* Aufgabenstellung:
A. Beantworten Sie anhand des Textes zur Gesellschafterhaftung nach § 74 AO die folgenden Fragen:
(i) Ab welcher Beteiligung am Kapital gilt ein Gesellschafter als wesentlich beteiligt?
(ii) Welcher typische Anwendungsfall der Haftung wird genannt?
(iii) Welches Finanzgericht entschied mit Urteil vom 31.05.2005?
B. Greifen Sie den Text zur Gesellschafterhaftung nach § 74 AO auf und führen Sie ihn im Anschluss an seinen letzten Satz fort.

AO: BFH vom 22.11.2011 (Az. VII R 63/10)

Ein wesentlich beteiligter Gesellschafter haftet für Steuerschulden der Gesellschaft, soweit dieser der Gesellschaft Gegenstände überlassen hat. Die Haftung setzt sich an dem Surrogat des Gegenstandes fort, wenn dieser vor Haftungsinanspruchnahme veräußert wurde.

Gem. § 74 AO haftet ein an einem Unternehmen wesentlich beteiligter Gesellschafter mit den Gegenständen, die er diesem Unternehmen überlassen hat, für dessen Steuerschulden. Eine wesentliche Beteiligung liegt in diesem Sinne vor, wenn der Gesellschafter zu mehr als 25% am Kapital beteiligt ist oder alternativ einen beherrschenden Einfluss ausübt und durch sein Verhalten dazu beiträgt, die fälligen Steuerschulden nicht zu bezahlen. Laut Gesetzeswortlaut besteht die Haftung nur für Steuerschulden, die während der wesentlichen Beteiligung entstanden sind.

Ein typischer Anwendungsfall ist die Betriebsaufspaltung, bei welcher das Besitzunternehmen wesentliche Betriebsgrundlagen dem Betriebsunternehmen überlässt. Aber auch ein Gesellschafter, welcher Gegenstände an seine Personengesellschaft überlässt, ist hiervon betroffen.

Das Finanzgericht Nürnberg (Urteil vom 31.05.2005, Az. II 143/2002, so auch das Niedersächsische Finanzgericht im Urteil vom 24.09.1980, Az. VI 264/77) hielt eine Haftung auch dann für möglich, wenn zum Zeitpunkt der Haftungsinanspruchnahme die Gegenstände bereits aus dem Eigentum des Gesellschafters ausgeschieden seien.

* Zeilenauszüge:

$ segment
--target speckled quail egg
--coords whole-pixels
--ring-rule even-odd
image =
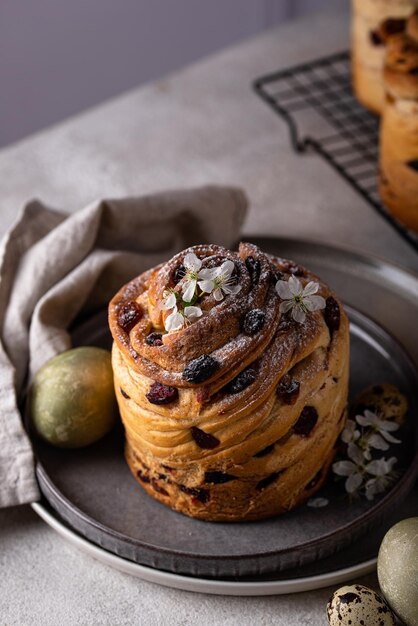
[[[372,385],[357,396],[352,413],[363,413],[365,409],[378,413],[385,420],[402,424],[408,411],[408,400],[395,385]]]
[[[407,626],[417,626],[418,517],[398,522],[383,537],[377,576],[392,609]]]
[[[364,585],[346,585],[327,604],[330,626],[396,626],[395,616],[375,591]]]

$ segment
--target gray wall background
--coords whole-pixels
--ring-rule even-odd
[[[0,147],[337,0],[0,0]]]

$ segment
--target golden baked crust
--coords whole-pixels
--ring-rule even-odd
[[[182,288],[176,270],[190,252],[207,267],[232,260],[241,291],[204,296],[201,318],[164,333],[164,291]],[[318,282],[327,301],[303,324],[280,313],[275,290],[294,274]],[[120,316],[132,302],[140,317],[126,331]],[[254,310],[264,323],[249,332],[243,320]],[[248,243],[238,253],[196,246],[122,287],[109,324],[126,459],[151,496],[192,517],[236,521],[287,511],[321,486],[345,421],[349,333],[341,303],[316,276]],[[147,344],[152,332],[159,345]],[[185,380],[203,354],[217,368]],[[174,400],[150,402],[155,381],[175,388]]]
[[[416,0],[353,0],[351,51],[353,88],[358,100],[374,113],[383,110],[383,65],[388,38],[405,28]]]
[[[418,12],[391,37],[384,70],[379,192],[391,213],[418,232]]]

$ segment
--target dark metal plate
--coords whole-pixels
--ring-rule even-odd
[[[329,481],[323,490],[330,499],[325,508],[303,505],[262,522],[208,523],[175,513],[140,489],[123,458],[120,427],[97,444],[77,451],[35,441],[37,476],[49,504],[90,541],[136,563],[191,576],[240,580],[268,579],[294,568],[286,576],[297,577],[318,568],[330,571],[335,567],[333,559],[338,561],[338,555],[332,555],[357,539],[350,550],[344,550],[348,566],[375,555],[378,538],[396,519],[395,507],[414,485],[418,474],[418,379],[399,340],[408,337],[408,348],[418,350],[418,337],[414,336],[418,333],[418,279],[375,259],[331,247],[277,239],[256,243],[307,265],[349,305],[350,395],[379,382],[392,382],[408,395],[411,408],[401,435],[403,444],[396,449],[403,473],[387,494],[372,503],[349,504],[341,489]],[[368,316],[355,309],[367,311]],[[75,345],[109,345],[105,315],[79,325],[73,340]],[[374,542],[358,539],[371,528]],[[307,565],[314,561],[320,563]]]

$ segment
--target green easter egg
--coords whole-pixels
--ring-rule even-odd
[[[113,426],[117,404],[110,353],[94,347],[68,350],[36,373],[29,393],[31,423],[60,448],[81,448]]]
[[[405,622],[418,624],[418,517],[398,522],[384,536],[377,558],[379,585]]]

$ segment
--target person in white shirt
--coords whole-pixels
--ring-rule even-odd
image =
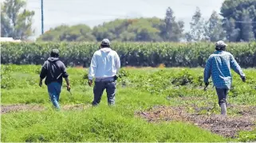
[[[89,71],[89,85],[93,84],[94,99],[93,106],[97,106],[101,100],[104,89],[107,91],[108,105],[115,104],[116,74],[120,68],[120,57],[117,52],[110,48],[110,41],[104,39],[100,44],[100,49],[94,52]]]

* Antworten:
A.
(i) Bei einer Beteiligung von mehr als 25 % am Kapital.
(ii) Die Betriebsaufspaltung.
(iii) Das Finanzgericht Nürnberg.

B.
Eine andere Auffassung vertrat das Finanzgericht Münster (Urteil vom 02.09.2010, Az. 5 K 4110/08 U und 5 K 4112/08 U, so auch bereits Finanzgericht Köln, Urteil vom 17.09.1997, Az. 6 K 5459/91). Hiernach sei eine Haftungsinanspruchnahme nur möglich, wenn sich zu diesem Zeitpunkt die Gegenstände noch im zivilrechtlichen Eigentum des Gesellschafters befinden. Maßgeblich bei Grundstücken sei hierbei nicht der Kaufvertrag, sondern die Eintragung des Eigentums in das Grundbuch. Erfolge die Veräußerung bereits vor der Haftungsinanspruchnahme, so könne der Fiskus nicht auf den Veräußerungserlös zugreifen.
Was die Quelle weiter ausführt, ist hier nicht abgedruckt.